■ **Stored items from a collection**:
• • • •

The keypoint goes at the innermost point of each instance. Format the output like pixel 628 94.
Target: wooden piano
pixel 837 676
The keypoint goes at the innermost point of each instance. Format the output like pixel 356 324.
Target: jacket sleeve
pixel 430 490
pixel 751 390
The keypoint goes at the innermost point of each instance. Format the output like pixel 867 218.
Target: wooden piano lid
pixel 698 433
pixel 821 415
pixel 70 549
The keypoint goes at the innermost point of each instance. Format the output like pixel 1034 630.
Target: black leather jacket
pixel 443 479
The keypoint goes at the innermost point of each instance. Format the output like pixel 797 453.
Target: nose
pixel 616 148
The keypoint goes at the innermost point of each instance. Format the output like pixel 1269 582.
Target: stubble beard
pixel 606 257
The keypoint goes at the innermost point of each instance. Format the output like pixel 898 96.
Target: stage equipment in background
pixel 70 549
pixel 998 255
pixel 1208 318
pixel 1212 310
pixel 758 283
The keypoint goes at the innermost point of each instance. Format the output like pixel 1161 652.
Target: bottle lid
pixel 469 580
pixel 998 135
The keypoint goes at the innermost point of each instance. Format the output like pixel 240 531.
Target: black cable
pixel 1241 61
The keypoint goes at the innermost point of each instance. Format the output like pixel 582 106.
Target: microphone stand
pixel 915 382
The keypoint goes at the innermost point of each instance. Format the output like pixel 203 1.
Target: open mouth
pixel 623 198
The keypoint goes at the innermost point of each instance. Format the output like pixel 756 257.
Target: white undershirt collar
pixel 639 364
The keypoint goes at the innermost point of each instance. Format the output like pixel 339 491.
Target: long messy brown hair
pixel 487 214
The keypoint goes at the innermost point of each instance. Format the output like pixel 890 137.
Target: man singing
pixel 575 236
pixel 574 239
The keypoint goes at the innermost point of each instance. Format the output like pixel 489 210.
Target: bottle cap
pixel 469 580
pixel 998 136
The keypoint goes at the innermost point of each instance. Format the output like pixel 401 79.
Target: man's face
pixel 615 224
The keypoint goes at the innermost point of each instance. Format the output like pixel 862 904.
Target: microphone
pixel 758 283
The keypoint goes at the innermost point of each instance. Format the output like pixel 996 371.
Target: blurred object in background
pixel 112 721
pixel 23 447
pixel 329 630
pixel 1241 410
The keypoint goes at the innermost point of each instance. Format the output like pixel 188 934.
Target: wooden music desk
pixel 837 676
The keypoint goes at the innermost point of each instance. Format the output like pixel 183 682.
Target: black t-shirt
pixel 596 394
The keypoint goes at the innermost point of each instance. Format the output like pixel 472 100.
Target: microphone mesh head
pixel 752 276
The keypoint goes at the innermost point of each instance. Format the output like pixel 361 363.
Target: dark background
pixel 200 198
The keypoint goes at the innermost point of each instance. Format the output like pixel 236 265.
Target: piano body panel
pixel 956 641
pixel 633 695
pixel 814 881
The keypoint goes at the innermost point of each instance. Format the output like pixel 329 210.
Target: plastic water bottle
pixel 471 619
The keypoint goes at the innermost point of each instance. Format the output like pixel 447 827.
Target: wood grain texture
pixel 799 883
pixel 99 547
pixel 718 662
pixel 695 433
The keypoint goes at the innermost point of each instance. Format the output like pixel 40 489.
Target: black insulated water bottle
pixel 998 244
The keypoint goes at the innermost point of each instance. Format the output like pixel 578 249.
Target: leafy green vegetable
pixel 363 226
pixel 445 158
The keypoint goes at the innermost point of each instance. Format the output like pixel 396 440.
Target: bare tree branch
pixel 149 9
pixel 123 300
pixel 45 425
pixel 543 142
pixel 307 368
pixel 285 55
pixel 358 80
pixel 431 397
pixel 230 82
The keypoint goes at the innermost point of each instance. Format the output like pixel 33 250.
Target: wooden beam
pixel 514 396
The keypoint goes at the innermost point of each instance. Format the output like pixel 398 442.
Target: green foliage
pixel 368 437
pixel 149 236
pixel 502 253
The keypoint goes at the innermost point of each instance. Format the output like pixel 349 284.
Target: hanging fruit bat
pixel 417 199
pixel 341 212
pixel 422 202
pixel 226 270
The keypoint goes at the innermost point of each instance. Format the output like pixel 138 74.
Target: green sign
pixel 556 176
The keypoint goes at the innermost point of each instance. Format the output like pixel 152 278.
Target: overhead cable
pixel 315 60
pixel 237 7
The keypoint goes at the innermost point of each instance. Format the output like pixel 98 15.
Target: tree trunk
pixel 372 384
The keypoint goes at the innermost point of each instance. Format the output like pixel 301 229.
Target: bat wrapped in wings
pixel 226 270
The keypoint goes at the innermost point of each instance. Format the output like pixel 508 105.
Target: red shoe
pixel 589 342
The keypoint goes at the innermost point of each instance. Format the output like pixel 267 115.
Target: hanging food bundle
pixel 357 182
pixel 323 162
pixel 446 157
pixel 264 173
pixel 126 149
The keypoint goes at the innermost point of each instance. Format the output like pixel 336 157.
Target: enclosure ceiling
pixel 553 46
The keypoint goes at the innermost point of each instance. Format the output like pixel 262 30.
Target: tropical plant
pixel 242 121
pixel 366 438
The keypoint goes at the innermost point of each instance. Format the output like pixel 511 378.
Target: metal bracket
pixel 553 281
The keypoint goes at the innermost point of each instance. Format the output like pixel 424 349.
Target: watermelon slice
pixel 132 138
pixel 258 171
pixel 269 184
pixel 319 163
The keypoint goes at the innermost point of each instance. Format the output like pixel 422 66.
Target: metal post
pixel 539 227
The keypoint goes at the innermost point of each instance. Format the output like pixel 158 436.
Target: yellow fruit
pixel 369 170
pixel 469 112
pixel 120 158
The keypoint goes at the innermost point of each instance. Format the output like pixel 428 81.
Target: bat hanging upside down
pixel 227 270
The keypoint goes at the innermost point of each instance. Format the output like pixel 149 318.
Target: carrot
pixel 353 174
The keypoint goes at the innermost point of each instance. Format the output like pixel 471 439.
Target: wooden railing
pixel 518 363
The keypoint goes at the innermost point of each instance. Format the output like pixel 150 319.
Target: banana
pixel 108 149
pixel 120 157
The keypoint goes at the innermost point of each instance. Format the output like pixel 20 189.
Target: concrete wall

• • • •

■ **Prompt**: Reproduce verbatim the part of the listing that opens with the line containing "pixel 301 229." and closes with the line containing "pixel 120 158", including both of those lines.

■ **Task answer**:
The keypoint goes at the innermost point of each instance. Format the output like pixel 301 229.
Target: bat wrapped in wings
pixel 226 270
The keypoint goes at the innermost point of each instance. Format the output like pixel 508 105.
Target: red shoe
pixel 589 342
The keypoint goes at the innermost point of each instance. Format the output like pixel 267 115.
Target: hanging food bundle
pixel 357 182
pixel 323 162
pixel 446 157
pixel 264 173
pixel 126 149
The keypoint goes at the innermost point of each instance. Format the output like pixel 336 157.
Target: enclosure ceiling
pixel 553 46
The keypoint goes at the innermost point of each instance. Format the output like pixel 262 30.
Target: tropical plant
pixel 242 121
pixel 366 438
The keypoint goes at the innermost point of each instance. Format the output like pixel 511 378.
Target: metal bracket
pixel 553 281
The keypoint goes at the innermost point of each instance. Format the output like pixel 424 349.
Target: watermelon slice
pixel 132 138
pixel 258 171
pixel 269 184
pixel 319 163
The keypoint goes at the innermost point of each instance. Format the output like pixel 422 66.
Target: metal post
pixel 539 227
The keypoint goes at the innermost point of each instance. Format the output like pixel 158 436.
Target: yellow fruit
pixel 369 170
pixel 469 112
pixel 120 158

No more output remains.